Copy out, unchanged, the stretch of rows below from the line containing "of the tiled" through the line containing "x=542 y=355", including both of those lines.

=== RECORD EXTRACTS ===

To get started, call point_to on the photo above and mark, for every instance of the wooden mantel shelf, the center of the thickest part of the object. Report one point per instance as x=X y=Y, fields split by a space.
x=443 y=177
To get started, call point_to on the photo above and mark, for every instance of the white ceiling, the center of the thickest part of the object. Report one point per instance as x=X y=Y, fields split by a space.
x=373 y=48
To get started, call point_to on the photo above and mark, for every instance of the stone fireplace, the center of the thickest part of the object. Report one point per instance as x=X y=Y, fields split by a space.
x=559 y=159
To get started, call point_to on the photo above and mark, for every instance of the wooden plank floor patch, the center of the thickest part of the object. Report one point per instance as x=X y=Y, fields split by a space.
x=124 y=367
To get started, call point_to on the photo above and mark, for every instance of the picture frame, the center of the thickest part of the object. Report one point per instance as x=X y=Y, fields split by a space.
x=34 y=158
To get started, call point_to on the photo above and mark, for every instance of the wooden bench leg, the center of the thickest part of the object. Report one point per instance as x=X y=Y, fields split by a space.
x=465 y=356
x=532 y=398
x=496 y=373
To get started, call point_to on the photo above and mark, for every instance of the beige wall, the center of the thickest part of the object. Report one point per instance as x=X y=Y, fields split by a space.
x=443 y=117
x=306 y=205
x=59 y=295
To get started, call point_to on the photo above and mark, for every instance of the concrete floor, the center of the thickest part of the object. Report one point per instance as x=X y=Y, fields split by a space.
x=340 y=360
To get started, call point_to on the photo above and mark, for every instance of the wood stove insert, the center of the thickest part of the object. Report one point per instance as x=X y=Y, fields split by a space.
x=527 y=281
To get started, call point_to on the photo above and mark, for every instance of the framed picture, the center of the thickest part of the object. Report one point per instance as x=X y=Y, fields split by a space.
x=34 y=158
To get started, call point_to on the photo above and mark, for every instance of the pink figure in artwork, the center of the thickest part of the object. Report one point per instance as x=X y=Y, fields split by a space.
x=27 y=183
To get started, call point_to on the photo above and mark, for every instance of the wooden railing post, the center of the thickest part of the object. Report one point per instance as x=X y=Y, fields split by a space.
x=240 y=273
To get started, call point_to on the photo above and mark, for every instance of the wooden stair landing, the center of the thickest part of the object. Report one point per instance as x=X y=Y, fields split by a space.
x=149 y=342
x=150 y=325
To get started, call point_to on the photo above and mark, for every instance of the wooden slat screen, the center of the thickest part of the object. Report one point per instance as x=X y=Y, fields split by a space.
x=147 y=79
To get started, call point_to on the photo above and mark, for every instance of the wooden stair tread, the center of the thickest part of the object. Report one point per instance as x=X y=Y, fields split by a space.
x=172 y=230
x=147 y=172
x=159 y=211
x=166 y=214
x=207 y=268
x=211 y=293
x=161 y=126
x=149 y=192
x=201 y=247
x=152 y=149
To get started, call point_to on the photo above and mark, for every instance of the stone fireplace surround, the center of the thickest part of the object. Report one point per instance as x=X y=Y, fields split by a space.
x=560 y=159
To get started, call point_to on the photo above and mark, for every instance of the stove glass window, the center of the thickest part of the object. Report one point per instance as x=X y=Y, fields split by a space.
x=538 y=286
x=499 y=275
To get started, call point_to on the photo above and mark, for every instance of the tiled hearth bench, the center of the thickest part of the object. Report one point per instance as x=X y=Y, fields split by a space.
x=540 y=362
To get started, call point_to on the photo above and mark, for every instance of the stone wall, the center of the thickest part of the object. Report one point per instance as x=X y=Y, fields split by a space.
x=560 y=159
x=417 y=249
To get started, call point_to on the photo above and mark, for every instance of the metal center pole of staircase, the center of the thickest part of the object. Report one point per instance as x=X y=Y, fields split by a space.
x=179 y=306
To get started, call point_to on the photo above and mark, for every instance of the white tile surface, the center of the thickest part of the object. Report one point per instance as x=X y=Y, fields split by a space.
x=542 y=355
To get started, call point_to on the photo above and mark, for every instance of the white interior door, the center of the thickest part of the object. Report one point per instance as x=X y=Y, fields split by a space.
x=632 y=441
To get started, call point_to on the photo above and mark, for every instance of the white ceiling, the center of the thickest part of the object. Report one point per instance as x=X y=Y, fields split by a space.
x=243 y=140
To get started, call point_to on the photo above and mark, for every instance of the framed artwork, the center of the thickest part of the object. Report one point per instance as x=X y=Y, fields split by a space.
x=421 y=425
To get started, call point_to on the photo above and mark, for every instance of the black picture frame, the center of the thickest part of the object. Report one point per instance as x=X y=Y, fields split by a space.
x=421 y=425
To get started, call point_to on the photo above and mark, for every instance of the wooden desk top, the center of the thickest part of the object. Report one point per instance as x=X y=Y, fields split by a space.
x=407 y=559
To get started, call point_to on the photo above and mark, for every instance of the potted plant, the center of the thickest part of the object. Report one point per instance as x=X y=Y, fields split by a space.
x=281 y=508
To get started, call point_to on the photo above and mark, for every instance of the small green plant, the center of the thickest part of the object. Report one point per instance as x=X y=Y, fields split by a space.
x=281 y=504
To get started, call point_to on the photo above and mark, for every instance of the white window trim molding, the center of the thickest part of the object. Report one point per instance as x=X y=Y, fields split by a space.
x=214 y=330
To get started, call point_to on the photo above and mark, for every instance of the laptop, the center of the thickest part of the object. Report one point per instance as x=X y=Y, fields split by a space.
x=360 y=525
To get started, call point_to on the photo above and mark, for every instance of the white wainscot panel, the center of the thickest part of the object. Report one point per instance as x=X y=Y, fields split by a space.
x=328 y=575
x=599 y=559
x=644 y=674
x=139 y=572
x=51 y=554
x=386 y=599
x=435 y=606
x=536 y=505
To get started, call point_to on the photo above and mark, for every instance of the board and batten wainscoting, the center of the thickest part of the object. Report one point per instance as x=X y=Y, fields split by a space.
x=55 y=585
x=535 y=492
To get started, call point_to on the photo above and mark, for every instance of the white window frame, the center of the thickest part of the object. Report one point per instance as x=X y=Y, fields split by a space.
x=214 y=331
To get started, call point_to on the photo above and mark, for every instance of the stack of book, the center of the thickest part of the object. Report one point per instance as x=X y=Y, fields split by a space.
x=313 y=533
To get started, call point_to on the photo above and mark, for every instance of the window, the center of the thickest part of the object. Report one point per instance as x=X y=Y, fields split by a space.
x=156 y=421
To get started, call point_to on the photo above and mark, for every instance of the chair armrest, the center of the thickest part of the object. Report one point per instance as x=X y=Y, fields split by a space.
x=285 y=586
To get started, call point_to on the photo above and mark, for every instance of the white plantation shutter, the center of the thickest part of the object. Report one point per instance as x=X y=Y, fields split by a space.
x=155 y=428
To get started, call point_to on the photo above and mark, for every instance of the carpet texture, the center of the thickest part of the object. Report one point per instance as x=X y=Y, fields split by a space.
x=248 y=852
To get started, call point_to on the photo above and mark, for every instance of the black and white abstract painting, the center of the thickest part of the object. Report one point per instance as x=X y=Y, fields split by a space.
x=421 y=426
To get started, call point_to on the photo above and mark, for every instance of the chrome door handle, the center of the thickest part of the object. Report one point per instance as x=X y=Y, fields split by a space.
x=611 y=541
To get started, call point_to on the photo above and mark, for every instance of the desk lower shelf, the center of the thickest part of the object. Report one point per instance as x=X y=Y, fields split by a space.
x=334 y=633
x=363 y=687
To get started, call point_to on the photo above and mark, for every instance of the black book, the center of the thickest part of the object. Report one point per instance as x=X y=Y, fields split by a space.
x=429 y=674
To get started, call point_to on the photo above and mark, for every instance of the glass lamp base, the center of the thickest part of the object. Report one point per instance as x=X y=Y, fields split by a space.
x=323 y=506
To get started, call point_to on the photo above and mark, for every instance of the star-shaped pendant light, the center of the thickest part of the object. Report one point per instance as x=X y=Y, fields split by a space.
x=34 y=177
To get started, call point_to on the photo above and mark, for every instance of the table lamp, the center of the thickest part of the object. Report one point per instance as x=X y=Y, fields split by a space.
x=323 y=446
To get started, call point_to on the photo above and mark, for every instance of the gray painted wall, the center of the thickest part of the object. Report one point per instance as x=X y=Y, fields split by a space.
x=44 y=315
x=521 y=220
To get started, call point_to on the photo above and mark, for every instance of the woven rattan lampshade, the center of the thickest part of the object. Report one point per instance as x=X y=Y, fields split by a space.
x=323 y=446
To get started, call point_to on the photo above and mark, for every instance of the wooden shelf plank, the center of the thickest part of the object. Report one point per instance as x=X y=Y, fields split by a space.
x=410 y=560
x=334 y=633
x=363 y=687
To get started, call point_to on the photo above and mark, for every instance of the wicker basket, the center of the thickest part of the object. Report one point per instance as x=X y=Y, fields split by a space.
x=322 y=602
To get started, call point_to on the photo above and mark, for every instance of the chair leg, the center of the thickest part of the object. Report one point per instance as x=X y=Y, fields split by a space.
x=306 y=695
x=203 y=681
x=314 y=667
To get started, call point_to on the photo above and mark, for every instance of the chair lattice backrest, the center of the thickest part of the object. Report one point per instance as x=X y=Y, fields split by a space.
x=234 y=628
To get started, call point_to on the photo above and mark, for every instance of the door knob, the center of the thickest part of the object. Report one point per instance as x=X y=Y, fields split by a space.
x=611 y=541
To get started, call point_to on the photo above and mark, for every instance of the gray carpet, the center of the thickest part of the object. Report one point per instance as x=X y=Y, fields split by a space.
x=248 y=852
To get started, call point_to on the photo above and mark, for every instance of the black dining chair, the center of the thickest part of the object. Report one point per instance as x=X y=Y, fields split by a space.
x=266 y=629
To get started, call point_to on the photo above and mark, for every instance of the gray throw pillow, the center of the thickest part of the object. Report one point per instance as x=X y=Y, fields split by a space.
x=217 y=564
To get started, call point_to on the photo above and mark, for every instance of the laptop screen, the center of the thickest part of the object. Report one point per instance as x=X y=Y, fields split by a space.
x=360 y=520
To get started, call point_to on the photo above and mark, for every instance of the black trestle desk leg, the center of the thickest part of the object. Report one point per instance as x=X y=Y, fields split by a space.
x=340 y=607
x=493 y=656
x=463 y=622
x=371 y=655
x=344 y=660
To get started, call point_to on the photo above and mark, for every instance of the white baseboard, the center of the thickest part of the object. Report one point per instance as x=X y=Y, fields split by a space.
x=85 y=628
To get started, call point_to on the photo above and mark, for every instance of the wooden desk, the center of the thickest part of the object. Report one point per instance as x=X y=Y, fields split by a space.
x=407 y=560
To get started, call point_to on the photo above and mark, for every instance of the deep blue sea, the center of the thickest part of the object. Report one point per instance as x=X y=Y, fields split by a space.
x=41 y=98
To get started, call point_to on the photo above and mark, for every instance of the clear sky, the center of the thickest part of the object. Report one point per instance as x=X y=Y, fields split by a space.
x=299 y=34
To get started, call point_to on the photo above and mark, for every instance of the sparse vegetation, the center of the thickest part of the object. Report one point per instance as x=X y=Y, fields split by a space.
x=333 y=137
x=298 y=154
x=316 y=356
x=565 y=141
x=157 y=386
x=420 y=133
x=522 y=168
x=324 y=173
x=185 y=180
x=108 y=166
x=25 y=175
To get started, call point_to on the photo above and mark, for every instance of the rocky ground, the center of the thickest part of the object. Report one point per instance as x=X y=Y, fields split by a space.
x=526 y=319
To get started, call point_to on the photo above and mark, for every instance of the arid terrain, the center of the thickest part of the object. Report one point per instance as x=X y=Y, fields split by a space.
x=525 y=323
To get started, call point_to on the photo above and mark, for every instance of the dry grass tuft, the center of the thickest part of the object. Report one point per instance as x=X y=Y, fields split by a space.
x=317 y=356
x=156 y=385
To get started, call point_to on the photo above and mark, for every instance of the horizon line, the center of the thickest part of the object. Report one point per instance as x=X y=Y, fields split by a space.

===

- [FULL SOLUTION]:
To get started, call point_to on the photo above and mark, for every instance of the tiled hearth bench, the center of the thickest part of the object. Report one point per instance as x=X y=Y, fields split by a space.
x=540 y=362
To get started, call point_to on the photo above and mark, for every instance of the stone wall, the center of the thickest part of the object. Report one point per instance as x=X y=Y, fields split by a space.
x=560 y=159
x=417 y=249
To get started, call point_to on the photo above and mark, for every instance of the metal center pole of staircase, the center of the thickest part of the object. Report one point per instance as x=X y=Y, fields split by a space.
x=179 y=306
To get started, call point_to on the photo above and mark, for every instance of the white tile surface, the center of the thickest part of the object. Report one point per instance as x=X y=Y, fields split by a space.
x=542 y=355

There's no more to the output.